Required work>
Can you give back the rows between the lines holding "Spot the water" and "247), (187, 178)]", inclusive, with "pin" swapped for "marker" and everything else left unchanged?

BEGIN Input

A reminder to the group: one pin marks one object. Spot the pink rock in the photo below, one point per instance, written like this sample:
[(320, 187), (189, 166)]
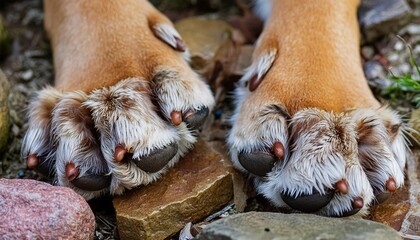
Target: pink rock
[(31, 209)]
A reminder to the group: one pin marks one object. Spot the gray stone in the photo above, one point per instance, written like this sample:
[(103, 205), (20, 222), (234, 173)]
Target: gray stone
[(380, 17), (264, 225), (5, 40), (4, 110), (368, 52), (36, 210)]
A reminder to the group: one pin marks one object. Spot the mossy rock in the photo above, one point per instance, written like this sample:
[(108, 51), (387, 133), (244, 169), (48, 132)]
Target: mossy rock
[(4, 110), (5, 40)]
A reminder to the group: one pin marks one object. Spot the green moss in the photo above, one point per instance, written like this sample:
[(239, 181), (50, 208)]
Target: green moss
[(4, 111), (404, 90), (5, 40)]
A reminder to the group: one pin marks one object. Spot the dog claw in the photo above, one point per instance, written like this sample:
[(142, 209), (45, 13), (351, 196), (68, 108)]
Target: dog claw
[(71, 171), (32, 161), (258, 163), (278, 150), (119, 153), (195, 119), (254, 82), (382, 197), (92, 182), (342, 186), (357, 203), (391, 185), (308, 203), (157, 159), (176, 118)]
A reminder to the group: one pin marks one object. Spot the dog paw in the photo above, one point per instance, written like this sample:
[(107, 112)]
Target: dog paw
[(258, 138), (61, 141), (382, 149), (145, 127), (338, 164)]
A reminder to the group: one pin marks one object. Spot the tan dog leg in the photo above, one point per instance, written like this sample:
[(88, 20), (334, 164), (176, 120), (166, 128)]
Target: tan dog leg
[(306, 91), (127, 105)]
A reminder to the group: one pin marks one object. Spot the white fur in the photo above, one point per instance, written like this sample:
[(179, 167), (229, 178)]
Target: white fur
[(137, 127), (38, 139), (253, 129), (380, 151), (72, 139), (319, 158), (180, 93), (359, 186), (167, 33)]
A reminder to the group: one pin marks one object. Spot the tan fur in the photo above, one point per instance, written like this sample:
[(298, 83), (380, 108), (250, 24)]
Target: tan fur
[(318, 61), (98, 43)]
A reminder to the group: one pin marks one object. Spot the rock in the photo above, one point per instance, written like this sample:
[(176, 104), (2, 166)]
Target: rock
[(197, 186), (373, 70), (244, 60), (380, 17), (265, 225), (4, 110), (36, 210), (206, 39), (367, 52), (5, 40), (392, 212), (412, 29), (410, 228)]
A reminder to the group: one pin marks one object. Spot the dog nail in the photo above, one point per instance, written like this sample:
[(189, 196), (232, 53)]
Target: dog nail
[(357, 203), (32, 161), (189, 113), (71, 171), (254, 82), (180, 46), (342, 186), (278, 150), (119, 153), (391, 185), (176, 118)]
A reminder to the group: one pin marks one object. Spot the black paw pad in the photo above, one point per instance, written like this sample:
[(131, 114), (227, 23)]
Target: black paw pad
[(258, 163), (157, 159), (92, 182), (308, 203)]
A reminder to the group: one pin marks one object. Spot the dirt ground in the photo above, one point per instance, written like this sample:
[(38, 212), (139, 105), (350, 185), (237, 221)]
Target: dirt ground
[(28, 65)]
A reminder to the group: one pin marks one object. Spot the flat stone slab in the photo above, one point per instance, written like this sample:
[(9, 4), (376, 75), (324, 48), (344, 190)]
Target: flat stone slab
[(196, 187), (265, 225)]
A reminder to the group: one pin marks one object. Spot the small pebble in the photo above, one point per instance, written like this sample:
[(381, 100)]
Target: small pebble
[(399, 46), (368, 52)]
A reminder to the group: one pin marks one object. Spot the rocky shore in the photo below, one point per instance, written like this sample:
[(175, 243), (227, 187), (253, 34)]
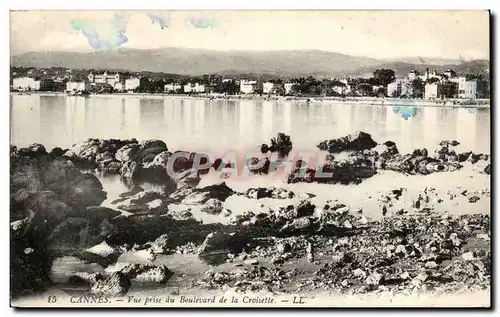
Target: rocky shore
[(56, 213)]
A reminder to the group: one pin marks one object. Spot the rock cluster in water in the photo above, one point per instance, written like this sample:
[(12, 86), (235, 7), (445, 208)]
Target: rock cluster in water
[(55, 212)]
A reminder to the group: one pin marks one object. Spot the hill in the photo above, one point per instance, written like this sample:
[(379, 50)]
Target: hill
[(195, 62)]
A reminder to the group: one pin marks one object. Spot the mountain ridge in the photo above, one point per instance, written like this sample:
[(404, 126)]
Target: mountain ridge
[(195, 62)]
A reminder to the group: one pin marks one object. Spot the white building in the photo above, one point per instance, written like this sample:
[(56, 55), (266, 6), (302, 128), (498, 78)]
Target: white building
[(77, 86), (247, 86), (467, 88), (289, 88), (104, 78), (119, 87), (198, 88), (399, 87), (173, 87), (429, 74), (431, 91), (267, 87), (25, 83), (412, 75), (132, 83)]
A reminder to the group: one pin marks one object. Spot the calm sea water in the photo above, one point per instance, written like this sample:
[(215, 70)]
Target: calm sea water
[(237, 125), (203, 125), (219, 126)]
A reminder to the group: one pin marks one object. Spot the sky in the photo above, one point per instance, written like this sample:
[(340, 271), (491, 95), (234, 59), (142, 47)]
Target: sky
[(376, 34)]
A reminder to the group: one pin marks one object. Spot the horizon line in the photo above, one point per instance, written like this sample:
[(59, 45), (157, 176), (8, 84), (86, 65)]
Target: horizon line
[(392, 59)]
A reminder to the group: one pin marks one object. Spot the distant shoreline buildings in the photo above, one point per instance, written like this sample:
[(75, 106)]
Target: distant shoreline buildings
[(429, 84)]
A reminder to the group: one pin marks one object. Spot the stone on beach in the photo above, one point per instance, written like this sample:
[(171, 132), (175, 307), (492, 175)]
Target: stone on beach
[(357, 141), (115, 285)]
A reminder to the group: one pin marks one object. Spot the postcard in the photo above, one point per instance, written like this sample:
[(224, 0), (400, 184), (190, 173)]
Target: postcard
[(250, 159)]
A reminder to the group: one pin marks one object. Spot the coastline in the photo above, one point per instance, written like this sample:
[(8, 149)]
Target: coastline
[(373, 101)]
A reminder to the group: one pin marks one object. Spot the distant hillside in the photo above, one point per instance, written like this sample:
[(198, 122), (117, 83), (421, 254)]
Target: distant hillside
[(199, 62), (196, 62)]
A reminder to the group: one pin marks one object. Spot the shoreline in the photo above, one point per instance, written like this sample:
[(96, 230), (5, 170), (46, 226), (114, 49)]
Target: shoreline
[(285, 240), (373, 101)]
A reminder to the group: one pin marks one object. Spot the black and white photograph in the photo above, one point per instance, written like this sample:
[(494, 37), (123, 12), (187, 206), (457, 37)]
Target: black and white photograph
[(218, 158)]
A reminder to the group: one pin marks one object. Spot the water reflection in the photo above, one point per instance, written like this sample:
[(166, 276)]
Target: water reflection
[(406, 112), (241, 125)]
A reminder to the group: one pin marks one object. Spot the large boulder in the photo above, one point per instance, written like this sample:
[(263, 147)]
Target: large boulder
[(127, 152), (220, 242), (194, 196), (115, 285), (187, 178), (145, 273), (357, 141), (212, 206)]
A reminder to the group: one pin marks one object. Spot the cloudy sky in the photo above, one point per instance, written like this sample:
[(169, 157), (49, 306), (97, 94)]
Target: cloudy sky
[(378, 34)]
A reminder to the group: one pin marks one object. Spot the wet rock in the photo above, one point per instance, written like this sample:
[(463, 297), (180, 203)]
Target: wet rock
[(212, 206), (130, 169), (473, 199), (468, 256), (281, 144), (269, 192), (85, 279), (304, 208), (96, 214), (160, 244), (158, 275), (146, 273), (194, 196), (462, 157), (56, 152), (297, 225), (449, 143), (374, 279), (103, 250), (127, 153), (33, 150), (220, 241), (359, 273), (157, 203), (430, 265), (115, 285), (354, 142), (283, 247), (187, 178)]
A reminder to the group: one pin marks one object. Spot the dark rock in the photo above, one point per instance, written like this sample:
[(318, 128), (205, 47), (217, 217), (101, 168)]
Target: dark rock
[(297, 225), (85, 279), (304, 208), (264, 148), (281, 144), (353, 142), (449, 143), (187, 178), (115, 285), (212, 206), (147, 273), (473, 199), (153, 144), (96, 214), (127, 153), (160, 244), (217, 242), (462, 157), (56, 152)]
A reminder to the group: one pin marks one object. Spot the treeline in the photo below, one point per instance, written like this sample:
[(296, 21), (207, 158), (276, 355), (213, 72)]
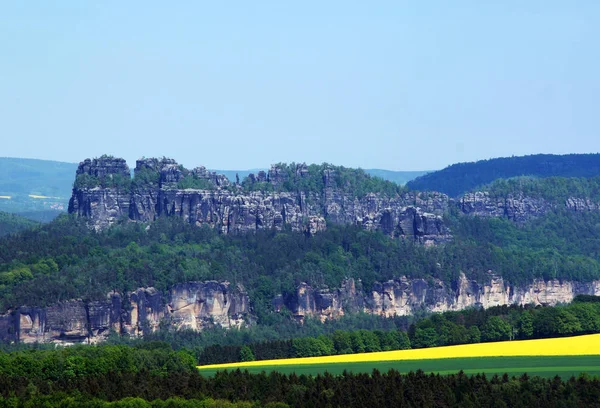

END Input

Written response>
A reminder to the group: one marker marks one object. Spot the water reflection in the photo above, one point per instance, written like this sample:
[(166, 276)]
Target: water reflection
[(406, 112), (241, 125)]
A reminder to the group: one marker marks one object. Spot the large boulder in the photo above, one point per instance, written like this sample:
[(263, 147)]
Target: large boulder
[(127, 152), (220, 242), (194, 196), (115, 285), (187, 178), (145, 273), (357, 141), (212, 206)]
A reminder to the group: one marker marks one object. Spot the cloudy sky in the photo above, one point per instance, written like this sample:
[(169, 157), (49, 306), (97, 94)]
Target: cloudy sky
[(378, 34)]
A reminder to the group: one marker marks one object. Spot the wet rock in the photo above, one point per instance, written like this sample:
[(463, 297), (180, 203)]
Target: wet rock
[(212, 206), (130, 169), (473, 199), (468, 256), (281, 144), (269, 192), (85, 279), (304, 208), (96, 214), (160, 244), (158, 275), (146, 273), (194, 196), (462, 157), (56, 152), (297, 225), (449, 143), (374, 279), (103, 250), (127, 153), (33, 150), (220, 241), (359, 273), (157, 203), (430, 265), (115, 285), (354, 142), (283, 247), (187, 178)]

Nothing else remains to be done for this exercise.